**Document:**
'''
Le vice-président : Combien de membres avez-vous dit que votre association comptait?

M. Mota : Nous comptons presque 400 membres qui travaillent pour la télévision de langue anglaise.

Le vice-président : Combien d'entre eux se trouvent en Ontario?

M. Mota : Je ne saurais vous le dire.

M. Garvie : Environ 65 p. 100.

Le vice-président : Et le reste?

M. Garvie : La plupart se trouvent probablement à Toronto. J'ai déjà agi comme président du groupe de producteurs de l'Ontario de l'ACPFT, mais mes statistiques ne sont pas à jour. Environ 65 p. 100 des membres de l'Association travaillent en Ontario. Sur ce chiffre, environ 90 p. 100 sont basés à Toronto.

M. Mota : Les autres se trouvent probablement en Colombie-Britannique et dans les gros centres de production au pays.
'''
**Lignes enregistrées:**
'''
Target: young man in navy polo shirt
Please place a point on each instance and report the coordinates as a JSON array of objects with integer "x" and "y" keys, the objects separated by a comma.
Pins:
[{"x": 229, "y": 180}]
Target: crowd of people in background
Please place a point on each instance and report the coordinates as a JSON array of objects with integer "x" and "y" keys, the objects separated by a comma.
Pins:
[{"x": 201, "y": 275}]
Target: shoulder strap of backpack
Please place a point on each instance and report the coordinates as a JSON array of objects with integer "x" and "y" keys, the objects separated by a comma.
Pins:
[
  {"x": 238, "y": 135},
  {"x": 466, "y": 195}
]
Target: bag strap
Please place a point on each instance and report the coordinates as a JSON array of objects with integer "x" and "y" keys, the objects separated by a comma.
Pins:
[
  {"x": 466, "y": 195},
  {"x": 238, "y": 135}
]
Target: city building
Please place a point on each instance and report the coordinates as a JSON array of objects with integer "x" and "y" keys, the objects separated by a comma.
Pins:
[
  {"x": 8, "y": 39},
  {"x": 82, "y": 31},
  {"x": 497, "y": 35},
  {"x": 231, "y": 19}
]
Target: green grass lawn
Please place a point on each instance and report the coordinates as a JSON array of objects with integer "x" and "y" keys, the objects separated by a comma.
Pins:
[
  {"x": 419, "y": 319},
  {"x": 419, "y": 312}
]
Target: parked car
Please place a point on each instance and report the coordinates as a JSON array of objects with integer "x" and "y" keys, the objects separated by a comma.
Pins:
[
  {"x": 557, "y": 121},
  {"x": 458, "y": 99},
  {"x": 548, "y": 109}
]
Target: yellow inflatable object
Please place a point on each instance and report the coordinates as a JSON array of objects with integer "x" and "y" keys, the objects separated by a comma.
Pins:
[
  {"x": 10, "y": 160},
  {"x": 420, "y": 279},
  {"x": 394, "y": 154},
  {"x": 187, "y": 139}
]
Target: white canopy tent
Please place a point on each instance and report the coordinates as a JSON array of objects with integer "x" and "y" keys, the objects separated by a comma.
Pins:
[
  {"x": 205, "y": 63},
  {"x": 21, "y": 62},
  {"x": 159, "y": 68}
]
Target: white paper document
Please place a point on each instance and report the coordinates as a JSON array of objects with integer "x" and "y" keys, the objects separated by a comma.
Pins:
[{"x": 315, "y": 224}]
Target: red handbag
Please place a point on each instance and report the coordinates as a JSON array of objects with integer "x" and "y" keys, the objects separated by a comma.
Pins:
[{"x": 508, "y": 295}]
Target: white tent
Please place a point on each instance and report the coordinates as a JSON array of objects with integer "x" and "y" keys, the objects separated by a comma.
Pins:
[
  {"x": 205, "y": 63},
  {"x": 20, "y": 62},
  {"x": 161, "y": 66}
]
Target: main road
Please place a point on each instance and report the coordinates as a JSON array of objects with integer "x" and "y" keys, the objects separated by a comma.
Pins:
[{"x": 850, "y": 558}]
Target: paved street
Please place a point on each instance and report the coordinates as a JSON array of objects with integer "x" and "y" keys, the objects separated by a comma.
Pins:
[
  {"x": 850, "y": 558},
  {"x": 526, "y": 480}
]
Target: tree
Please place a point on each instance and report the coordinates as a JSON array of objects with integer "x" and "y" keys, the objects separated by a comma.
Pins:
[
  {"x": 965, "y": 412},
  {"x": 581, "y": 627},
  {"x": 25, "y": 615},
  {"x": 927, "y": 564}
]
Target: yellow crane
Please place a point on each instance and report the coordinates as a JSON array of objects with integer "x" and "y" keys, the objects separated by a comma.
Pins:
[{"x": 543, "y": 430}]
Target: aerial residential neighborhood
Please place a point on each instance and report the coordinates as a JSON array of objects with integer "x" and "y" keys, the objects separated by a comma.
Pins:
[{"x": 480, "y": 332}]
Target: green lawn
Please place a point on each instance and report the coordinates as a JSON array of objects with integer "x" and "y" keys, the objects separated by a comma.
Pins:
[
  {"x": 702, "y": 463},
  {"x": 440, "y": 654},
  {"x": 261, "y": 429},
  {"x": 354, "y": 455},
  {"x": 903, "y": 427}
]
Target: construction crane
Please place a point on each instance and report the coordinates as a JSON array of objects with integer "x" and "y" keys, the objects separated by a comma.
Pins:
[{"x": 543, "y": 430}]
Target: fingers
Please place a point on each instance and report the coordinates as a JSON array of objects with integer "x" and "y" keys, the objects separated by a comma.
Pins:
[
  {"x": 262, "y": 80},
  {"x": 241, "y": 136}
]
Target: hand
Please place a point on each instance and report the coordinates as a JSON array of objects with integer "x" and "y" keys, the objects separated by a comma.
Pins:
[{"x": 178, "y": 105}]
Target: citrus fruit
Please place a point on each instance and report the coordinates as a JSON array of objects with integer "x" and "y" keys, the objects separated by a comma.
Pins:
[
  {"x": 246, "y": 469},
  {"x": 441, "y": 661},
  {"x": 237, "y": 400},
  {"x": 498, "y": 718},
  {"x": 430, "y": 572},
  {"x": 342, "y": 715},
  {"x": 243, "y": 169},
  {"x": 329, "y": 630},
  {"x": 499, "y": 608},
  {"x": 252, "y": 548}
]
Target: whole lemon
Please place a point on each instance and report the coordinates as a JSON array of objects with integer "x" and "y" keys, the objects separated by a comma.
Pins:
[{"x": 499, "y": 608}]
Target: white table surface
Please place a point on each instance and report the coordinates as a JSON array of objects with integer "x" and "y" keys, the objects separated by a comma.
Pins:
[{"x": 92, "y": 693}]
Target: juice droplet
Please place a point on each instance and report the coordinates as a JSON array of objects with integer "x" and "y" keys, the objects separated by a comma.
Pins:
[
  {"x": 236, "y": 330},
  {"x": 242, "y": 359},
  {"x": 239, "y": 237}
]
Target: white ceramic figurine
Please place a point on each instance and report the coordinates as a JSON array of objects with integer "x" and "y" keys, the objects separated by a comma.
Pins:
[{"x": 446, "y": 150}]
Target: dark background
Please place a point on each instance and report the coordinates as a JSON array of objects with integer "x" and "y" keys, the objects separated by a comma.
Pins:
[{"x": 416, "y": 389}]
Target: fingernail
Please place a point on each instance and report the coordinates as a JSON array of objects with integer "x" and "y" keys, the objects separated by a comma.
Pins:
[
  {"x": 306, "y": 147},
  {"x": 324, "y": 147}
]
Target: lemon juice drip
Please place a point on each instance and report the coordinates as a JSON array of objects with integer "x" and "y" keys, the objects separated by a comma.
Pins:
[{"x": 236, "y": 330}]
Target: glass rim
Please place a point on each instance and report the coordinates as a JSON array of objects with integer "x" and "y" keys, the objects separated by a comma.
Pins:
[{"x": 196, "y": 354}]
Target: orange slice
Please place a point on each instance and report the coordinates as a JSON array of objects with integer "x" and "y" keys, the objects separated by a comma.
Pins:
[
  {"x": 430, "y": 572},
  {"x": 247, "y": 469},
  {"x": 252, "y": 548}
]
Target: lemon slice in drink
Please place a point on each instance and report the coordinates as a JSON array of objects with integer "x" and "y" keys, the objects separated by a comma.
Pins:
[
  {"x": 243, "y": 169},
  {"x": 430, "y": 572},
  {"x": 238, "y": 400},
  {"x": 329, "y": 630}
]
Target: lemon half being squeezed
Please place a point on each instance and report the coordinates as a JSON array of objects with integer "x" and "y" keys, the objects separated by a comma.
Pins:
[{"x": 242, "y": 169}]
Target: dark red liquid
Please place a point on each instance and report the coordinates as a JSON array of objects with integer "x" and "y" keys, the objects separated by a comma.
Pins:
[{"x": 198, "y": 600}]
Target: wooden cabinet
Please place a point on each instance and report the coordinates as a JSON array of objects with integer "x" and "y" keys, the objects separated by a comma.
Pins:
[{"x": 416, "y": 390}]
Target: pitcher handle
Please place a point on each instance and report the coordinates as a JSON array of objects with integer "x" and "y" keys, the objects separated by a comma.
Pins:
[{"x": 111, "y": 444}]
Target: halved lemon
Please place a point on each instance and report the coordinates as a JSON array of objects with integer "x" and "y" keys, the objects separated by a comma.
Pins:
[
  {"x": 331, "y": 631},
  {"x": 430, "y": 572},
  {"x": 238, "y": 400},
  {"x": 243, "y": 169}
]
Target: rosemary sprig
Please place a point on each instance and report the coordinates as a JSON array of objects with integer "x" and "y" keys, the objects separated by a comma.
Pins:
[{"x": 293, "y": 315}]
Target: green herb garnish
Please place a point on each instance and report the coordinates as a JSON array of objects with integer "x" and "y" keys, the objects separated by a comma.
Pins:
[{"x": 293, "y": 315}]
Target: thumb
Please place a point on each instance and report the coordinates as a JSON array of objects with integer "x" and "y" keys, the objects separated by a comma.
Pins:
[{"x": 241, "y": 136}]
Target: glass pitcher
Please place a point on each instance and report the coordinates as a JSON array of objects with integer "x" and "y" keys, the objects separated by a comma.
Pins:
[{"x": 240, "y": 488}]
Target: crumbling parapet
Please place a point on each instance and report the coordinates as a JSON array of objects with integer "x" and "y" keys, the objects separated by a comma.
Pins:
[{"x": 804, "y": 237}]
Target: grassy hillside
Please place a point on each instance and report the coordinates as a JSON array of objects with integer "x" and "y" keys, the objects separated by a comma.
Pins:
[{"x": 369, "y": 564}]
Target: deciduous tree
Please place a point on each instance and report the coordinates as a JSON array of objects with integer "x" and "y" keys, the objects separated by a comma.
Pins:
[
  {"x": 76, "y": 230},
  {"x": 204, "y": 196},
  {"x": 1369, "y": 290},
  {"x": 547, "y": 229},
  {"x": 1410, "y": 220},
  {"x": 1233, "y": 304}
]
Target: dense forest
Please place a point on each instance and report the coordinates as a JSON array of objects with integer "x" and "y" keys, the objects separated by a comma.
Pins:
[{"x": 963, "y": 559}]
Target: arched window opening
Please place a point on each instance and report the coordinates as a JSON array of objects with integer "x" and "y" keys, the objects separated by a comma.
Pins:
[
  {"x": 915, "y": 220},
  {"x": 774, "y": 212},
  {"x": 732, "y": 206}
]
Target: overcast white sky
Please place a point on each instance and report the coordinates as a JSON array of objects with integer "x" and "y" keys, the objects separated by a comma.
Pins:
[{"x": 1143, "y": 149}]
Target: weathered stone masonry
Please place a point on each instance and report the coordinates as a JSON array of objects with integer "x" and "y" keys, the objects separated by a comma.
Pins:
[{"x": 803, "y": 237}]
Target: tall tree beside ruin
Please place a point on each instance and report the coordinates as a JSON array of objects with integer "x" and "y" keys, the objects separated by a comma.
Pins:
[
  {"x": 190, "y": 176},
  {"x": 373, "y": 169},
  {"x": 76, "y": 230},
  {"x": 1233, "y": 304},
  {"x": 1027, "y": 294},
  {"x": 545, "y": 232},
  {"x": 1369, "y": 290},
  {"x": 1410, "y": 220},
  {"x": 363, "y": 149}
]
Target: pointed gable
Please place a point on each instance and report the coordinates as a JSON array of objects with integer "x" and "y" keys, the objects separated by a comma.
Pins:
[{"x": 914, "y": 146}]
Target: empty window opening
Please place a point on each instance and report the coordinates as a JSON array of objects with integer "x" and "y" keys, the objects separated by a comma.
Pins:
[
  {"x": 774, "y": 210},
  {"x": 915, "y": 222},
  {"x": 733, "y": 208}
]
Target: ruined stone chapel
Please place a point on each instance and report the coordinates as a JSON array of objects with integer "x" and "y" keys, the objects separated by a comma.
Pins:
'''
**Consigne:** Reproduisez à l'identique le passage de l'échange sur les membres de l'association, en commençant à « Le vice-président : Combien de » et en terminant à « basés à Toronto. ».

**Corrigé:**
Le vice-président : Combien de membres avez-vous dit que votre association comptait?

M. Mota : Nous comptons presque 400 membres qui travaillent pour la télévision de langue anglaise.

Le vice-président : Combien d'entre eux se trouvent en Ontario?

M. Mota : Je ne saurais vous le dire.

M. Garvie : Environ 65 p. 100.

Le vice-président : Et le reste?

M. Garvie : La plupart se trouvent probablement à Toronto. J'ai déjà agi comme président du groupe de producteurs de l'Ontario de l'ACPFT, mais mes statistiques ne sont pas à jour. Environ 65 p. 100 des membres de l'Association travaillent en Ontario. Sur ce chiffre, environ 90 p. 100 sont basés à Toronto.